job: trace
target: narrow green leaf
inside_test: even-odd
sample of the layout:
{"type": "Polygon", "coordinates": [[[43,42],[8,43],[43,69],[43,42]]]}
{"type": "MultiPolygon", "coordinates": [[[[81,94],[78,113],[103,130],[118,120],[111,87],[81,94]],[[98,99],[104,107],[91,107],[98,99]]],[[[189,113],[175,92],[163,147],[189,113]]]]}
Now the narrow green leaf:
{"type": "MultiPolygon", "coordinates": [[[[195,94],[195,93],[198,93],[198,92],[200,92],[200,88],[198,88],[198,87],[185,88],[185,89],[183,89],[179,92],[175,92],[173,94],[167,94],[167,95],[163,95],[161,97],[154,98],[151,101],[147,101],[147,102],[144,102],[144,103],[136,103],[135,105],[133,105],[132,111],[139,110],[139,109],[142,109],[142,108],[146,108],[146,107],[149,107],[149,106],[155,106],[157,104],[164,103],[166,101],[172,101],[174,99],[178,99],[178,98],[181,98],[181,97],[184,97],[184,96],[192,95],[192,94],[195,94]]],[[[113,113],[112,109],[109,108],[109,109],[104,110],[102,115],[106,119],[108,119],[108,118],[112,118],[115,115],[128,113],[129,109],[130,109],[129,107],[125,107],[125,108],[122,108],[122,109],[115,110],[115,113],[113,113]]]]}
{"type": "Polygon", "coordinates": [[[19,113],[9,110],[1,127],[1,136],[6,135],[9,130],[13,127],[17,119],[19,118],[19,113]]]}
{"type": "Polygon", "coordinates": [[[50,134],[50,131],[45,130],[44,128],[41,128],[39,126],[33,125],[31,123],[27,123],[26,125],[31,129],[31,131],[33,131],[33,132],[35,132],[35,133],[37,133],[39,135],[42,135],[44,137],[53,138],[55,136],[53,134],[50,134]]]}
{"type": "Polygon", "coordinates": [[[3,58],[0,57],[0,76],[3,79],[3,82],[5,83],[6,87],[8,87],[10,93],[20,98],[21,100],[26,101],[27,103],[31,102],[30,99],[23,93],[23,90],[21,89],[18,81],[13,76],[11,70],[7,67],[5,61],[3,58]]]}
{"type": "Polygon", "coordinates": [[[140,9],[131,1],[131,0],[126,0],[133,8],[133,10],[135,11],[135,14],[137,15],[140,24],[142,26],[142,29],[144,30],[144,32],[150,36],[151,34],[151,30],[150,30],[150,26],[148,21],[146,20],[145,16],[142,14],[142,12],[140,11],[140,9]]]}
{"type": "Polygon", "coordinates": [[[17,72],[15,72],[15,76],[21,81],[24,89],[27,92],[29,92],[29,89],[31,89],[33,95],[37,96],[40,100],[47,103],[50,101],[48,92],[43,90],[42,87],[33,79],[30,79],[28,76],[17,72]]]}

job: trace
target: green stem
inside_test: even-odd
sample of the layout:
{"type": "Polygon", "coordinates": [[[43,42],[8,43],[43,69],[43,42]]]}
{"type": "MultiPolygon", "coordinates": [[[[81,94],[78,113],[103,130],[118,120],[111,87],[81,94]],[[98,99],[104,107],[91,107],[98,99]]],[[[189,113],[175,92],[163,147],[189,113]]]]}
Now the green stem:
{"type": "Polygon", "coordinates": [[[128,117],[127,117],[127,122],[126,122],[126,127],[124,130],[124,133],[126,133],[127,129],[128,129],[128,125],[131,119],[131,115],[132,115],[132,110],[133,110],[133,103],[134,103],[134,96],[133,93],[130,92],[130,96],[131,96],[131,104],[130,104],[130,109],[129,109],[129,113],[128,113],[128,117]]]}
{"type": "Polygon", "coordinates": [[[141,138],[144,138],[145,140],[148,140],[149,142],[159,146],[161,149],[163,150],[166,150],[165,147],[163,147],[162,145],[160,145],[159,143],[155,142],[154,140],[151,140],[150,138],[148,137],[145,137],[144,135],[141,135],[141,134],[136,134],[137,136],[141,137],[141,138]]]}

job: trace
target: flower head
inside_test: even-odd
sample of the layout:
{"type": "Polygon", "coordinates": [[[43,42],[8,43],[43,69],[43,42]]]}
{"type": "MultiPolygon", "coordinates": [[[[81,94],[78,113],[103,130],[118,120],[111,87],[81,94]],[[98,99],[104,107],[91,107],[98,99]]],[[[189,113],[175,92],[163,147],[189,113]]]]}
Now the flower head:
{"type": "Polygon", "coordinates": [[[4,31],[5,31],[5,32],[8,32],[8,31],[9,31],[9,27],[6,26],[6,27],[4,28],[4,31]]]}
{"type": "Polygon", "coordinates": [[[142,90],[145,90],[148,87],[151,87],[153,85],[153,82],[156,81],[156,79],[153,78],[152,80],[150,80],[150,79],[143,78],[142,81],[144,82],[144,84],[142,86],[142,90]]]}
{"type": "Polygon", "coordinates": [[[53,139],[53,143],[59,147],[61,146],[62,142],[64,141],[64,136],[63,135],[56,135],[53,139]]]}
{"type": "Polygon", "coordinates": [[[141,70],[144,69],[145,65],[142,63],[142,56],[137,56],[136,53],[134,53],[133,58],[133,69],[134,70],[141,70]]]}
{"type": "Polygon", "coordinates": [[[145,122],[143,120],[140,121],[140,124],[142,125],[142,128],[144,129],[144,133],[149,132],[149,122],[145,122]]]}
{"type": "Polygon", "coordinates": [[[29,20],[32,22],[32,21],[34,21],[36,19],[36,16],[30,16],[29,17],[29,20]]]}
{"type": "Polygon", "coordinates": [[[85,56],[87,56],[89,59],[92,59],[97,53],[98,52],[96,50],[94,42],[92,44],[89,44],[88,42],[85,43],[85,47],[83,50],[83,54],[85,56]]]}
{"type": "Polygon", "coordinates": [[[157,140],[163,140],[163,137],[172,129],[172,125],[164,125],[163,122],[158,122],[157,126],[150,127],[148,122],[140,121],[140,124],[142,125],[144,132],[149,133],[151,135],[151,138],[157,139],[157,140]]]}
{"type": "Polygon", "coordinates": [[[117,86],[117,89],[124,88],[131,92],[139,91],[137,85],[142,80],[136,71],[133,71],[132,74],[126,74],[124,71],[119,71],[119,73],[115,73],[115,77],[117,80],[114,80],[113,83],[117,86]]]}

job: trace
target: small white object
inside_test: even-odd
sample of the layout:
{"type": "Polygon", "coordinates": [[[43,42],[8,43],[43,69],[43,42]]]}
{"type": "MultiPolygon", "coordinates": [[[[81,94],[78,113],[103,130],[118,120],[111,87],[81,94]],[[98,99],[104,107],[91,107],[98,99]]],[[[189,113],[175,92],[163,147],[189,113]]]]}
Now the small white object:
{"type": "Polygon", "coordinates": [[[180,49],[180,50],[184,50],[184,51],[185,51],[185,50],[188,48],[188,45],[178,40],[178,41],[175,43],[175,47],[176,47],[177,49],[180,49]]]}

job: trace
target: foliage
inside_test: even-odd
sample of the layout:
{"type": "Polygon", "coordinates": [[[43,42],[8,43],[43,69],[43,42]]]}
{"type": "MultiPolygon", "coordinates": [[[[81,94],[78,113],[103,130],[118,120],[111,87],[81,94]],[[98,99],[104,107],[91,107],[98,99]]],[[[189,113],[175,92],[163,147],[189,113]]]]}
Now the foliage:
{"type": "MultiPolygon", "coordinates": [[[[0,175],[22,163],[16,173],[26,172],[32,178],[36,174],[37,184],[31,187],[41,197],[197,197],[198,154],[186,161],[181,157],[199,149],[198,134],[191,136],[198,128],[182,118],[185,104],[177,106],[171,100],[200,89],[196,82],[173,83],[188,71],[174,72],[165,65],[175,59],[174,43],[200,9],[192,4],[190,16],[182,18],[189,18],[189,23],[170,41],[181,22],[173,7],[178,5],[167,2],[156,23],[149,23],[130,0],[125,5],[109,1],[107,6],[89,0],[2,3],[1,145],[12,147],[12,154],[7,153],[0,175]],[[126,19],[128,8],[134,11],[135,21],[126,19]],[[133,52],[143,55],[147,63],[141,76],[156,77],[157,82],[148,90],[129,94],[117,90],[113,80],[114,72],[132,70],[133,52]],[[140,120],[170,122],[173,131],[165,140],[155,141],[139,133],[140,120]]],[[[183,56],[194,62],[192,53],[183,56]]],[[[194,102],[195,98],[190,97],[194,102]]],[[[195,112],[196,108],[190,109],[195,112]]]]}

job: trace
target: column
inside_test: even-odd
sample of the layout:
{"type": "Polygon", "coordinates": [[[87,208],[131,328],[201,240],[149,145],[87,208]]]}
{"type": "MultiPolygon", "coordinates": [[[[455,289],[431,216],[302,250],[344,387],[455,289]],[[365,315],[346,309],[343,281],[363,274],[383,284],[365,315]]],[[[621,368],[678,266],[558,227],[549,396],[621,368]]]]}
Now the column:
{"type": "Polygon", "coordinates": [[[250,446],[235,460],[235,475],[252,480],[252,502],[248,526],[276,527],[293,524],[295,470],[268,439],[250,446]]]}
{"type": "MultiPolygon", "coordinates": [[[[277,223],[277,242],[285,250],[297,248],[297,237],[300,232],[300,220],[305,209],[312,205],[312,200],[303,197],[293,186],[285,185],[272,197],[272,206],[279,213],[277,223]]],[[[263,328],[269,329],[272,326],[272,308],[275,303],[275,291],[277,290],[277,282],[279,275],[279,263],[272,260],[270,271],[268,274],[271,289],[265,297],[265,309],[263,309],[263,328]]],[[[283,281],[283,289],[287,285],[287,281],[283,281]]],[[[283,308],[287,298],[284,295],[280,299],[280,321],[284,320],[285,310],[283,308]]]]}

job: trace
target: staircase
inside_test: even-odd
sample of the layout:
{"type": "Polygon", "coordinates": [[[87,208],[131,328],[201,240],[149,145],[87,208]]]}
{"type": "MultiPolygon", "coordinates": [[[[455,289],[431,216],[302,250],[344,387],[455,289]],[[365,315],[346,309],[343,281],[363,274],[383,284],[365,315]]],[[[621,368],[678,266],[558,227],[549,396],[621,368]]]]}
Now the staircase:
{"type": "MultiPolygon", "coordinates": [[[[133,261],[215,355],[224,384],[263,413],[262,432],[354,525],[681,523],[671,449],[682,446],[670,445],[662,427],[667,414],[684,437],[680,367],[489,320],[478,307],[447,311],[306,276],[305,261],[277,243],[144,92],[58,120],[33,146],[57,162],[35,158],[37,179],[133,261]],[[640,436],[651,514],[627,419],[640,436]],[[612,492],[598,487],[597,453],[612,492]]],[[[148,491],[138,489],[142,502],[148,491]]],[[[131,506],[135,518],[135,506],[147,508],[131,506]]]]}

══════════════════════════════

▶ [Short exercise]
Set down the data verbatim, from its very first line through the line containing "Now the narrow", with both of those lines included.

▶ [Problem solution]
job: trace
target: narrow green leaf
inside_test: even-odd
sample of the layout:
{"type": "Polygon", "coordinates": [[[43,42],[8,43],[43,69],[43,42]]]}
{"type": "MultiPolygon", "coordinates": [[[[81,94],[78,113],[103,130],[118,120],[111,87],[81,94]],[[98,99],[104,107],[91,107],[98,99]]],[[[189,113],[175,92],[163,147],[189,113]]]]}
Now the narrow green leaf:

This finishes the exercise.